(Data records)
● ● ● ●

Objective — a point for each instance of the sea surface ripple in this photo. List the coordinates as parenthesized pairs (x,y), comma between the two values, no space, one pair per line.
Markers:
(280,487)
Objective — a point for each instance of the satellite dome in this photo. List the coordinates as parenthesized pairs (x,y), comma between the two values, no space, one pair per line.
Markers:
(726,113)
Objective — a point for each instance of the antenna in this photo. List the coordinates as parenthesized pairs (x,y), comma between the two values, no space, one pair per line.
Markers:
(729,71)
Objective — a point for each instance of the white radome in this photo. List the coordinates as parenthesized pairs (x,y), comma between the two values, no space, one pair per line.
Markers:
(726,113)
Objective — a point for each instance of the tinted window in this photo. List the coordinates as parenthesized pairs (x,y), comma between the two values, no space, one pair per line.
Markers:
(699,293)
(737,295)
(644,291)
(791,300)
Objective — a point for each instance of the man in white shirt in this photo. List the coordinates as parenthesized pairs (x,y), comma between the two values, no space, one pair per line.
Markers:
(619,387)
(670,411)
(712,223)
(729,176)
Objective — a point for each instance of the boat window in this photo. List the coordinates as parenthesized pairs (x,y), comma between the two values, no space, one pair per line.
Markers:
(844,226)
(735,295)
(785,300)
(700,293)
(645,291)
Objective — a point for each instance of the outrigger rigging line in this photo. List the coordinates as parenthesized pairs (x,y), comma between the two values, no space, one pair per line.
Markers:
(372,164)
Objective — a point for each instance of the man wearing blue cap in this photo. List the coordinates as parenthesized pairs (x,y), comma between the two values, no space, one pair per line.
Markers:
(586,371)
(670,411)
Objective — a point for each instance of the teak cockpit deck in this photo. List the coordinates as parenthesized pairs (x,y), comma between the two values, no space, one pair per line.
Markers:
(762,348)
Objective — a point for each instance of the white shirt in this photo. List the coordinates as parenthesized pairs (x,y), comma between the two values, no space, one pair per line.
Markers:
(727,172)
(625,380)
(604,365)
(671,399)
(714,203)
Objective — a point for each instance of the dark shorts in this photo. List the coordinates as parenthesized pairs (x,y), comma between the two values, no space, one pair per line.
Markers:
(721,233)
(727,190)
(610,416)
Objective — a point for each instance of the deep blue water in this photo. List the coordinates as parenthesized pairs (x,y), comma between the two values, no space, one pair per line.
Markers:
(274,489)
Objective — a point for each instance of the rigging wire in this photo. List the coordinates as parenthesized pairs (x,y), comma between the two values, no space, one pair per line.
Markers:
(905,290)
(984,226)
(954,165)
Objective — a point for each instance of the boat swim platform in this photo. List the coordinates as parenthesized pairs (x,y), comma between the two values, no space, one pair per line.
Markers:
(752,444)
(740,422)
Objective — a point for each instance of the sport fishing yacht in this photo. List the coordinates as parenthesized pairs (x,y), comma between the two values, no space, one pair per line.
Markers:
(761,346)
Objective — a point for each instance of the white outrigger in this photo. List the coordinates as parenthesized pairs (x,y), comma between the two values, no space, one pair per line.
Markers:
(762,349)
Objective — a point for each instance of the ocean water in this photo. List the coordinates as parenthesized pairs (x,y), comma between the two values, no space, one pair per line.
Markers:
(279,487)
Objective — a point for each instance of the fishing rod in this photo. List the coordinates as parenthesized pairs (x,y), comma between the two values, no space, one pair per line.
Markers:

● ● ● ●

JOB
Copy every line of the data records above without changing anything.

COMPLETE ANSWER
Objective — a point for each instance of the sea surface ripple in this photo. List the coordinates as parenthesized pairs (x,y), comma between the two values, no space, one pair per line.
Markers:
(280,487)
Objective — a point for each instance of the satellite dome in this photo. List the coordinates as parenthesized pairs (x,y), comma between the two values, no space, one pair per line.
Markers:
(726,113)
Objective — a point for each instance of the antenna in this photo. List the coordinates as parenthesized pairs (x,y), comma between the two values, no space, one pair per line.
Markers:
(729,71)
Objective — a point for each instance of the white radome in this photo. List the coordinates as parenthesized pairs (x,y), comma between the two values, no space, one pair per line.
Markers:
(726,113)
Objective — a point for each instance of the tinted window in this photo. List the coordinates as parenthesized pairs (x,y), comma between the two values, no space, one pair per line.
Markers:
(699,293)
(737,295)
(644,291)
(791,300)
Objective — a point for each instance of the man in white shirt in this photo. List the coordinates as parenthesized pairs (x,y), comma between the two values, no space, one pair per line.
Markers:
(619,387)
(670,411)
(712,223)
(729,176)
Objective — a point for each instance of the boat window in this photo. List the coordinates as parenthesized pairs (x,y), comma between the two values, no space, one pair per line.
Markers:
(844,226)
(735,295)
(785,300)
(700,293)
(645,291)
Objective — a point for each instance of the outrigger rigging line in this photo. List the coordinates as parenthesized pairs (x,y), comma between the two values, no space, one pair per line.
Markers:
(372,164)
Objective — a point for each instance of the man wearing blue cap in this photo. List the coordinates as parenthesized pairs (x,y), comma between the two values, no space, one pair per line.
Markers:
(586,371)
(670,411)
Objective — a point for each instance of the teak cockpit deck in this photo. List the coordinates as parenthesized pairs (x,y), comma between the two values, no space, one pair per line.
Markers:
(762,348)
Objective — a point for each instance of the white shirt in this photo. List the coordinates as parenthesized pairs (x,y), comma between the two values, no space, one pair per line.
Markers:
(727,172)
(625,380)
(604,365)
(671,399)
(714,203)
Objective — a point for each instance of the dark shorts in this photo. List the coordinates as parenthesized pairs (x,y), comma between the two values, no space, one pair per line.
Markers:
(721,233)
(727,190)
(610,416)
Objective — a point for each instance of the deep blue water in this photo. List the coordinates as parenthesized pairs (x,y), comma between the two values, no space, one pair per line.
Markers:
(274,489)
Objective — a point for each instance of the rigging wire in this photo. List the coordinates as parenthesized pairs (x,y), comma between the two values, no space, one pair per line.
Markers:
(905,290)
(984,226)
(954,165)
Objective — a point for each instance of the boat swim platform in this photo. List the coordinates as parenthesized pairs (x,y), comma between the two values, no space, one pair per line.
Markers:
(752,444)
(740,422)
Objective — a point for each instance of the sport fishing yacht in this photo. List the coordinates as parenthesized pairs (x,y), comma between the two values, no space, one pair per line.
Markers:
(761,346)
Objective — a point for each instance of the white outrigger in this photo. List the coordinates as parenthesized pairs (x,y), comma between the two values, no space, one pair per line.
Markers:
(762,349)
Objective — a point for each instance of the ocean water in this photo. List the coordinates as parenthesized pairs (x,y), comma between the two values, no space, one pair per line.
Markers:
(279,487)
Objective — a point for each instance of the fishing rod in this photo. List the coordinates as parenthesized pairs (x,y), comma between the two values, no space, one pair per line.
Markers:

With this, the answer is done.